:: EXCERPTED RECORDS ::
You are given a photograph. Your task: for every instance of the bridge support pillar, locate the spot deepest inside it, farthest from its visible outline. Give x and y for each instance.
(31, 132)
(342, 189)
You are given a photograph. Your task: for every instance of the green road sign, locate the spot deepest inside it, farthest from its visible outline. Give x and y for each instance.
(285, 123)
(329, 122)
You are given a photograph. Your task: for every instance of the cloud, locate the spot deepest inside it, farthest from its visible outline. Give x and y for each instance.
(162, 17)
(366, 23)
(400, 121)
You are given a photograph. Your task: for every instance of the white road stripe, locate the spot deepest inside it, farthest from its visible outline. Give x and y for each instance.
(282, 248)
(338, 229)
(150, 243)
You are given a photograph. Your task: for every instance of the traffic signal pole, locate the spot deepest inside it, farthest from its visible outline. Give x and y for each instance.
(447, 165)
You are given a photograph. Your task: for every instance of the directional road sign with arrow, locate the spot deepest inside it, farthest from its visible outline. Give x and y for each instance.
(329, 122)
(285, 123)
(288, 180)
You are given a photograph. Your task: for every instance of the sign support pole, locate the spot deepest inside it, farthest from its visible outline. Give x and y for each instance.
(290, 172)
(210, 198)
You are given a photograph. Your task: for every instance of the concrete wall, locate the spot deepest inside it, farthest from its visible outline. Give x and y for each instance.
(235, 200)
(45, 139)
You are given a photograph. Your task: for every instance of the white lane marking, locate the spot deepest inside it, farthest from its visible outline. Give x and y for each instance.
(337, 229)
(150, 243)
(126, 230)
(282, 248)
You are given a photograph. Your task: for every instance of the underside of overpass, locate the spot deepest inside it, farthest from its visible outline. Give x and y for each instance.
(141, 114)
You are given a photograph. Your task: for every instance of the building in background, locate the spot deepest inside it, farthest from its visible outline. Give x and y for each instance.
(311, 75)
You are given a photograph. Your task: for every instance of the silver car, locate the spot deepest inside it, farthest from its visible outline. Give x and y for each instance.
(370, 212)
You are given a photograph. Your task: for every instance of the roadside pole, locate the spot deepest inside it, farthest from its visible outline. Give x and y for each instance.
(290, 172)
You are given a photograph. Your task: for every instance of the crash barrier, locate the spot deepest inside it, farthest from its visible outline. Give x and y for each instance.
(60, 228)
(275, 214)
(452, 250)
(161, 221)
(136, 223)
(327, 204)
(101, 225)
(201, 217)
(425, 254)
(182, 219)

==

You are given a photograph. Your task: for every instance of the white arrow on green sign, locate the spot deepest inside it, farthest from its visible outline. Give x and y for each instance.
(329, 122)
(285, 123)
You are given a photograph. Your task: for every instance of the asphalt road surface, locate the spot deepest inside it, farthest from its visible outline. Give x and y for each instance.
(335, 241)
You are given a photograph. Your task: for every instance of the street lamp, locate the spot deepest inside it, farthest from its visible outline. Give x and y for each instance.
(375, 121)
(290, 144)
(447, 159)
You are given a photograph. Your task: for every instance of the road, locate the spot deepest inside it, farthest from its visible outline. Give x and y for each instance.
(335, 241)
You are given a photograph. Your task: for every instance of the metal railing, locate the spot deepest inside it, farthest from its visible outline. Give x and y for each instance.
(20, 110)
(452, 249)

...

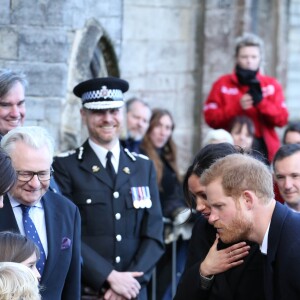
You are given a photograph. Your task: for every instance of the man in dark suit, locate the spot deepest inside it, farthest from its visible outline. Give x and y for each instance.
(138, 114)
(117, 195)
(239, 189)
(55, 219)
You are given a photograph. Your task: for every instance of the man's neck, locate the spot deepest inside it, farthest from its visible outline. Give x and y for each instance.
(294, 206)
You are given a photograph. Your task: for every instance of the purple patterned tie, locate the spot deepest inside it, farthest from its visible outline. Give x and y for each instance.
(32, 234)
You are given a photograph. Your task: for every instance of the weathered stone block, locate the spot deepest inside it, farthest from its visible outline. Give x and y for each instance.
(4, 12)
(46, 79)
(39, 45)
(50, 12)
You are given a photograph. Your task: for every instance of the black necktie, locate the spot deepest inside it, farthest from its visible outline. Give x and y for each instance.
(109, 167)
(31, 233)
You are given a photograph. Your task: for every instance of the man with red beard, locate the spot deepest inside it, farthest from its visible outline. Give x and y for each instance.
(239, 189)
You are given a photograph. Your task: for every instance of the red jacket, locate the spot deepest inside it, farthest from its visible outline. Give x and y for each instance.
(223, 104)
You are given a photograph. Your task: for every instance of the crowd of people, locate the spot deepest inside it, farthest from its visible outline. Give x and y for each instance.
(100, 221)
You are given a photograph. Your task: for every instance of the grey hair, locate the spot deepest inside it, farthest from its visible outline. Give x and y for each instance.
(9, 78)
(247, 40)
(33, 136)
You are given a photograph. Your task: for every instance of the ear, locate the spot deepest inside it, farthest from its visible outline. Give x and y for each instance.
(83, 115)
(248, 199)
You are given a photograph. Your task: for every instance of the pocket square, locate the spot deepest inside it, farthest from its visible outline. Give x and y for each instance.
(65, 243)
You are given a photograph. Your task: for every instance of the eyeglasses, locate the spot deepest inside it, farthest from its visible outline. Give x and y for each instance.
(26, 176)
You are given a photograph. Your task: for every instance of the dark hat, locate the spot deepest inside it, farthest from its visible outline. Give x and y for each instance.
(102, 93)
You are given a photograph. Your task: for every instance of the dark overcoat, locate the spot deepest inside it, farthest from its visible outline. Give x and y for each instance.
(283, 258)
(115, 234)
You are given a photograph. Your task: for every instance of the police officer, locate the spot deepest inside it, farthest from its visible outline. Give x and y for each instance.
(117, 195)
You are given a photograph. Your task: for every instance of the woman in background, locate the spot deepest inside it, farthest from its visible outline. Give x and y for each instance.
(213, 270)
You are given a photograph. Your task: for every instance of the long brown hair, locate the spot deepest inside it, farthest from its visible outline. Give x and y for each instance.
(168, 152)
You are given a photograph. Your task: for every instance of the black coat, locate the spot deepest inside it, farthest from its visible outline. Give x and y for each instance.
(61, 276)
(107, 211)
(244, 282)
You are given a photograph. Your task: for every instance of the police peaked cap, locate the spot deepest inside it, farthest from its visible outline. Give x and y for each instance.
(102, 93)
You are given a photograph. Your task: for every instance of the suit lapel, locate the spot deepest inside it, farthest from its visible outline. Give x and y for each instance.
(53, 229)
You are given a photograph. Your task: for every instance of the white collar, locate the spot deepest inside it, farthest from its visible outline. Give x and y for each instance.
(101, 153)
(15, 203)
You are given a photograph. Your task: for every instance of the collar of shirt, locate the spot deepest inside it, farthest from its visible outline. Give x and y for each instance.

:: REQUIREMENT ::
When the line with "of the long" is reached in the data above, start copying there, and copy each line exactly until the line with "of the collar" has been copied; copy nothing else.

:: ANSWER FOR THIS EXERCISE ::
You are given a photograph. Your task: for every instance of the long brown hair, locate the spot deepest inside it, farthest from its visible outline. Give x and y for each instance.
(168, 152)
You are given a photograph. Your task: for every instance of the black coat, locate the spot deepest inside it, farthest from its visible outline. Give x and y for each instance.
(61, 276)
(107, 211)
(244, 282)
You are given a photograph. Your task: for every instance of the police peaked cap, locate the spot deepest inside it, farthest from its visible outline. Give x and y for each instance.
(102, 93)
You are given a photograph. Your task: for every instance of the suit lapel, locate the spot deepest inside it, farthest from its visible outline. Give x and y for each instance.
(53, 229)
You are given a photograph. Your task: for every instance of the white collar, locate the spot deepest inside it, farthest from its visible outline. Give x and y for each instance.
(101, 153)
(15, 203)
You are given a photograph. Your task: for every instance of the collar of shirt, locate the spot deepest inside it, farthest from its visible outline. Give x and y for each instance.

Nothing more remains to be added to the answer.